## What is asked
Below is a set of records; print all of them exactly as written.

+ + +

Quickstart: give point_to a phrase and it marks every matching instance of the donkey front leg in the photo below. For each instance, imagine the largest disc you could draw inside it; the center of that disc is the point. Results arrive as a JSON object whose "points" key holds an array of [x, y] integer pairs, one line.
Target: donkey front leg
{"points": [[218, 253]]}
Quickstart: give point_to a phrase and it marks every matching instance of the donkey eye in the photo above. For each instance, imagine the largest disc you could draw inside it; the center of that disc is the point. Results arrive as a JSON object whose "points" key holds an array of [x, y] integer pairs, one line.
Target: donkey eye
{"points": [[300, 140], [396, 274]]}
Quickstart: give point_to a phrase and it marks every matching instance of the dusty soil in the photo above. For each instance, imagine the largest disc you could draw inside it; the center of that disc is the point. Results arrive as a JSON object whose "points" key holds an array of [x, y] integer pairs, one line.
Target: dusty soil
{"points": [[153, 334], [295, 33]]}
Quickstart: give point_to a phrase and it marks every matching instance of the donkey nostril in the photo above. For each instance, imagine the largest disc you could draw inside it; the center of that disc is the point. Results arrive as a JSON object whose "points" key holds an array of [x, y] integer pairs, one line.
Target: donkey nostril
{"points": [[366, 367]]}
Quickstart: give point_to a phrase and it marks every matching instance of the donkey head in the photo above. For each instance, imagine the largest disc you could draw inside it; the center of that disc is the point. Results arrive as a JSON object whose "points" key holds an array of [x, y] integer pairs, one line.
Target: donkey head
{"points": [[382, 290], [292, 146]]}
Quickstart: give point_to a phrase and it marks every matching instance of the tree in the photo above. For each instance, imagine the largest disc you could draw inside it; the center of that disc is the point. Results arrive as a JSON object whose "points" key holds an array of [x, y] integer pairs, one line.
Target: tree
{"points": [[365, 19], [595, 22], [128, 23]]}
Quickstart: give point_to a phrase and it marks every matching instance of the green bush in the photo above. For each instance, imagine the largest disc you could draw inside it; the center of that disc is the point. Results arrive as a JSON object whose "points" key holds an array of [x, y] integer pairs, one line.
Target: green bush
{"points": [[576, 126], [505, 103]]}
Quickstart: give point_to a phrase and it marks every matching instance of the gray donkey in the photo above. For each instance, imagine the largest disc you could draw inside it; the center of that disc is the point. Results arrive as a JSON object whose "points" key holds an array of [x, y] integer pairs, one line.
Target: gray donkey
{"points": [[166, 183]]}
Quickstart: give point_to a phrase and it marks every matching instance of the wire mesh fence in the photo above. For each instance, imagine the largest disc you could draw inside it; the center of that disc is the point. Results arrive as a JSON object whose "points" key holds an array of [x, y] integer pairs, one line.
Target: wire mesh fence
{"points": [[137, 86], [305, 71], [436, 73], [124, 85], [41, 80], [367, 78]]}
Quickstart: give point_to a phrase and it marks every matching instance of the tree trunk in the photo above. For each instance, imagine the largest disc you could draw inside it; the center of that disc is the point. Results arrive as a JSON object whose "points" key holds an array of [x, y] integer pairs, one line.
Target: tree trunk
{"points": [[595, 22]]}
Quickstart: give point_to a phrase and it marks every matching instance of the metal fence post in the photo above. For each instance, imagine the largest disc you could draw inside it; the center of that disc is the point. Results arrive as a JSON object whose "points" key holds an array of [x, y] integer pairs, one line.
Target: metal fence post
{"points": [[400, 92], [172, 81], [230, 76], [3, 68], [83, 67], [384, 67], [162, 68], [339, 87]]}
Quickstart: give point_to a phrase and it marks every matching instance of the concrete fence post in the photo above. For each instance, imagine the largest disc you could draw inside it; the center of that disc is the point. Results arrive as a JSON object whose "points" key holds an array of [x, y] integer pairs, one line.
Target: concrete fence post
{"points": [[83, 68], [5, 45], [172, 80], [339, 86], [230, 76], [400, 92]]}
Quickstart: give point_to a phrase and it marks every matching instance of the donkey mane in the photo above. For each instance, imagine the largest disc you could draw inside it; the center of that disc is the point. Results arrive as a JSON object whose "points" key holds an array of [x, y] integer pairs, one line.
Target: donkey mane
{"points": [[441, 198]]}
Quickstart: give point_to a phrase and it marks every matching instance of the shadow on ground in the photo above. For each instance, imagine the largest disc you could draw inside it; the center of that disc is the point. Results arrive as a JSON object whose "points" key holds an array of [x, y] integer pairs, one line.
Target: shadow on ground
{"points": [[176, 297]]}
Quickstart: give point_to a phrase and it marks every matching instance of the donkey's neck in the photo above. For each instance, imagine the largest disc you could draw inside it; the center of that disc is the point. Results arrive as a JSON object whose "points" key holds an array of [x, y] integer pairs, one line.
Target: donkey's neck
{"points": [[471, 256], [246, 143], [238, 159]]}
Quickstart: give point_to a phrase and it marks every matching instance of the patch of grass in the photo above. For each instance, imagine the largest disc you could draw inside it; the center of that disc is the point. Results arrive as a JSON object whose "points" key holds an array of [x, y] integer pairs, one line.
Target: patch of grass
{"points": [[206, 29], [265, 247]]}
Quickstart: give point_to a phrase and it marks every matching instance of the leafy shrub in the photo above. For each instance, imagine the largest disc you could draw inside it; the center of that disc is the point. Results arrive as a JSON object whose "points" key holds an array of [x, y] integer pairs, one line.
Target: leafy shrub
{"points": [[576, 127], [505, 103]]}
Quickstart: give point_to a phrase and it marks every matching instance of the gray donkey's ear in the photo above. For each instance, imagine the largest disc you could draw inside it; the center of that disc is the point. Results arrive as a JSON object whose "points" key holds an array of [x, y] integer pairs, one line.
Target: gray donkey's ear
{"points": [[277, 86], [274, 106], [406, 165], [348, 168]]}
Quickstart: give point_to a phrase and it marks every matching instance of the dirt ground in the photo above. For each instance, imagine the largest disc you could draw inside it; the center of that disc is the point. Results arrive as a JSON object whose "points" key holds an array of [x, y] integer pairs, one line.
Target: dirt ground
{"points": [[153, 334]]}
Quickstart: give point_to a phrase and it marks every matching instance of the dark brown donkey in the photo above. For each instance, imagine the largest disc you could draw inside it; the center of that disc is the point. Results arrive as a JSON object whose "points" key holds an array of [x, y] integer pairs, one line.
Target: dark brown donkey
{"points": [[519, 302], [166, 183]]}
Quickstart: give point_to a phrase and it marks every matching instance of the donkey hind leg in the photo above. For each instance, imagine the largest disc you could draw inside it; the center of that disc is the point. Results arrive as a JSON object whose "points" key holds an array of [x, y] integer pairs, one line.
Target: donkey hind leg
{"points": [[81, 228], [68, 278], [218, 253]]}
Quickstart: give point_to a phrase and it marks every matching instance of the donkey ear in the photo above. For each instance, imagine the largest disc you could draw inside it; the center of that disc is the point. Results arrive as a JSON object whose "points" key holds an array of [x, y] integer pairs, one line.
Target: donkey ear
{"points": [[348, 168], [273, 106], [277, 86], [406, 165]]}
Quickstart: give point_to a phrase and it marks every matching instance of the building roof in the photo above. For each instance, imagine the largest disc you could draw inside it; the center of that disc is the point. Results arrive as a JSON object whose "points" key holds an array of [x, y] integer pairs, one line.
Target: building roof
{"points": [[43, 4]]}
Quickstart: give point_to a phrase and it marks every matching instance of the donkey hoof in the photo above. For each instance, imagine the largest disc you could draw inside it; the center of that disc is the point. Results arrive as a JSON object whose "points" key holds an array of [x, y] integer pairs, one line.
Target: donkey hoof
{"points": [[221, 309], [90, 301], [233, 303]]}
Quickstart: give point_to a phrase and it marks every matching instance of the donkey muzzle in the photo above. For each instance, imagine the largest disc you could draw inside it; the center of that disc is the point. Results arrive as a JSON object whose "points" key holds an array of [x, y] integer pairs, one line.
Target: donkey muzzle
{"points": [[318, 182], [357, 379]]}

+ + +

## Exercise answer
Quickstart: give point_to a phrase and it marks every matching instance of the donkey front leg in the photo below. For each instance, imagine the largest disc you could draw inside it; the center of that disc is the point. Results arrive as a JSON object whose "points" key holds an array of [x, y] integer pairs, one line.
Target: donkey front leg
{"points": [[218, 253]]}
Quickstart: give point_to a phrase and it marks every matching instance of the donkey eye in the photo above. For each instance, imagine the largest disc you could draw inside it; the center of that disc is the point. Results arrive as a JSON object whose "points" key holds an array of [x, y] integer pairs, one line.
Target: donkey eye
{"points": [[300, 140], [396, 274]]}
Quickstart: give point_to a phrase and it marks every matching instance of the dusty soil in the photo above. For each instance, imagine the largest disc you could draw inside it; the center of that disc is the point. Results arrive as a JSON object whose "points" key holds an array of [x, y] integer pairs, one line.
Target: dusty soil
{"points": [[153, 334], [295, 33]]}
Quickstart: give point_to a phrase and it marks every matching instance of the donkey nostril in the photo above. For each instance, imagine the largest disc you could draw inside it; the center of that disc is the point. Results arrive as a JSON object whose "points" key holds an array of [x, y] integer pairs, one line.
Target: donkey nostril
{"points": [[366, 367]]}
Quickstart: give point_to a phrase and it marks every matching instance of the donkey head in the photo above. For each instance, imagine the largest disc you could draw inside it; the center of that disc is the point. Results arrive as a JSON object whose "points" key holds an array of [x, y] integer pairs, one line.
Target: donkey head
{"points": [[382, 290], [292, 146]]}
Quickstart: give point_to a phrase and it marks every matching instance of the tree in the photo above. For each instance, imagine the largest disc you could draw inside it; the center of that disc is the point. Results arrive as a JSON object whose "points" key holds an array of [x, y] integer pairs, one line.
Target: tree
{"points": [[365, 19], [595, 22], [128, 23]]}
Quickstart: give point_to a phrase and it marks every matching instance of the green bush in the photo above. For each instance, imagine the largest disc you could draw inside it; the center of that disc is the point. Results arrive as a JSON object whose "points" key holds an array of [x, y] integer pairs, one line.
Target: green bush
{"points": [[576, 126], [505, 103]]}
Quickstart: give point_to a phrase and it marks every matching instance of the gray donkey in the photo above. For each instance, imagine the largest disc you could draw inside it; the center of that disc is the point. Results arrive as a JSON object whose "points" key holds an array of [x, y] integer pairs, one line.
Target: gray donkey
{"points": [[166, 183]]}
Quickstart: give point_to a phrase and it marks every matching instance of the wire mesh fence in the photo above. For each instance, imagine the largest disc you could draw inside it; the center of that disc is the point. Results arrive as a JSON object whose "points" key holds an array of [x, y] integer pairs, one line.
Target: wire mesh fence
{"points": [[137, 86], [305, 71], [436, 73], [124, 85], [41, 80], [367, 78]]}
Quickstart: give point_to a phrase and it marks every matching instance of the tree trunk in the photo above. For each instance, imagine the largest disc you could draw inside it; the center of that disc is the point. Results arrive as a JSON object whose "points" key holds an array of [x, y] integer pairs, one line.
Target: tree trunk
{"points": [[595, 22]]}
Quickstart: give point_to a phrase and it marks every matching instance of the metal fence post in the photo above. For each instance, imagine the largest disc you could draw inside it; the center of that disc is the point. Results arrive as a JSON object whose "points" key holds an array of [x, y] integer pairs, one line.
Target: metal fence post
{"points": [[400, 92], [172, 81], [230, 76], [3, 68], [83, 67], [384, 67], [162, 68], [339, 87]]}
Quickstart: give point_to a phrase and it marks every matching instance of the concrete fence post in the photo above. For each instance, imagine the largest disc you could draw inside it; the center of that disc is the point. Results arrive as a JSON object whose "points" key holds an array of [x, y] integer pairs, one line.
Target: concrete fence post
{"points": [[83, 68], [5, 45], [172, 80], [339, 86], [230, 76], [400, 92]]}
Quickstart: give point_to a phrase and it marks every matching instance of the donkey mane in the photo above. For each instance, imagine the largest disc you could draw inside it; the center of that disc is the point. Results arrive as a JSON object whose "points" key holds an array of [x, y] integer pairs, one line.
Target: donkey mane
{"points": [[441, 198]]}
Quickstart: give point_to a phrase and it marks every matching instance of the shadow on ground in the photo above. For each instance, imagine the largest disc you could draw inside it; the center of that disc is the point. Results arrive as a JSON object whose "points" key holds an array of [x, y] integer pairs, one line.
Target: shadow on ground
{"points": [[176, 297]]}
Quickstart: give point_to a phrase and it marks every matching instance of the donkey's neck in the photo above. For each instance, imagine the largest disc you could draw inside it; the center of that disc is the point. Results arrive as a JSON object whose "points" key holds an array of [x, y] integer pairs, one line.
Target: donkey's neck
{"points": [[471, 256], [246, 143], [238, 159]]}
Quickstart: give point_to a phrase and it marks every matching instance of the patch of grass in the photo above. For each instance, imagine the largest disc you could draw inside it; the center of that disc is the point. Results arrive as a JSON object whose "points" key holds an array of [x, y] integer pairs, one line.
Target: patch of grass
{"points": [[206, 29], [265, 247]]}
Quickstart: give point_to a phrase and it marks every matching instance of the leafy shrub in the photo above. For each instance, imagine the largest disc you could draw inside it; the center of that disc is the point. Results arrive as a JSON object whose "points" key holds an array of [x, y] integer pairs, one line.
Target: leafy shrub
{"points": [[576, 127], [505, 103]]}
Quickstart: give point_to a phrase and it marks every matching instance of the gray donkey's ear in the photo above. For each instance, imagine the largest disc you could draw inside it; the center of that disc is the point. Results arrive as a JSON object whose "points" key holds an array of [x, y] integer pairs, one line.
Target: gray donkey's ear
{"points": [[277, 86], [274, 106], [406, 165], [348, 168]]}
Quickstart: give point_to a phrase and it marks every matching instance of the dirt ground in the photo above. For each instance, imagine the largest disc you could draw inside it; the center of that disc is the point. Results arrive as a JSON object whose "points" key holds an array of [x, y] integer pairs, one line.
Target: dirt ground
{"points": [[153, 334]]}
Quickstart: give point_to a phrase and it marks every matching instance of the dark brown donkey in the photo above. For each instance, imagine the largest disc you could draw inside it; the center of that disc is the point. Results arrive as a JSON object whose "points" key holds an array of [x, y] integer pairs, one line.
Target: dark brown donkey
{"points": [[519, 302], [166, 183]]}
Quickstart: give point_to a phrase and it marks every matching instance of the donkey hind leg in the photo above. For each instance, imagine the largest disc you could draw inside it; the center of that disc is the point. Results arrive as a JSON object whose "points" key holds an array of [x, y] integer pairs, one line.
Target: donkey hind leg
{"points": [[81, 228], [68, 278], [218, 253]]}
Quickstart: give point_to a phrase and it marks every matching instance of the donkey ear in the photo above. For each instance, imagine the largest disc you could draw inside it; the center of that disc is the point. Results arrive as a JSON object whose "points" key holds an array of [x, y] integer pairs, one line.
Target: donkey ear
{"points": [[348, 168], [273, 106], [277, 86], [406, 165]]}
Quickstart: give point_to a phrase and it marks every matching instance of the building roof in the photo above. For each instance, imagine the largest disc you could draw inside it; the center of that disc is the point. Results arrive as a JSON object whose "points" key holds an array of [x, y] integer pairs, one line.
Target: building roof
{"points": [[43, 4]]}
Quickstart: give point_to a phrase and it marks every matching instance of the donkey hoof in the photo above. For each instance, imagine the largest disc you could draw inside it; the center of that disc is the point. Results arrive as a JSON object whose "points" key holds an array of [x, y] integer pairs, one line.
Target: donkey hoof
{"points": [[221, 309], [90, 301], [233, 303]]}
Quickstart: give point_to a phrase and it marks every matching instance of the donkey muzzle in the photo above. For each instance, imagine the largest disc you could draw inside it; the center of that disc is the point. Results arrive as a JSON object whose "points" key holds an array of [x, y] integer pairs, one line.
Target: donkey muzzle
{"points": [[318, 182], [357, 379]]}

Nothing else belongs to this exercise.